> [What to work on]:
Search the records below for "Find the brown". Return that line and all remaining lines exactly.

--- Records for the exercise Enclosed Below ---

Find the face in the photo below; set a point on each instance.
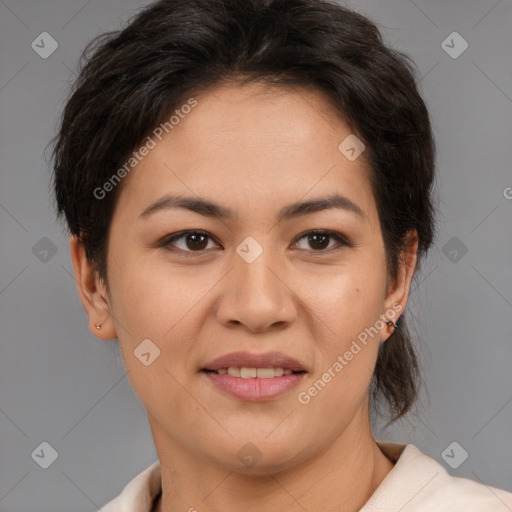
(302, 288)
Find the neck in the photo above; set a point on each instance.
(340, 479)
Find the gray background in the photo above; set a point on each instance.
(60, 384)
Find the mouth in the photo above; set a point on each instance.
(253, 373)
(254, 377)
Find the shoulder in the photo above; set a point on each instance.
(418, 483)
(139, 494)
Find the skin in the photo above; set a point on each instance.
(253, 149)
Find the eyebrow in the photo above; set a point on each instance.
(210, 209)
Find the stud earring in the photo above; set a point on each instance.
(393, 324)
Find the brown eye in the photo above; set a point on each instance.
(319, 240)
(188, 241)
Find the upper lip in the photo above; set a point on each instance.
(249, 360)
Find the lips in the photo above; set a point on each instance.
(250, 360)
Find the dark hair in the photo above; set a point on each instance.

--- End of Enclosed Records for the exercise ---

> [Reply to the task]:
Find the brown eye in the photo above; set a point on each instance.
(319, 240)
(188, 241)
Find the upper lip in the photo above; set a point on each instance.
(249, 360)
Find the lips in the photo above; set a point on each instance.
(250, 360)
Find the dark hair in the photo above; set a point on each instance.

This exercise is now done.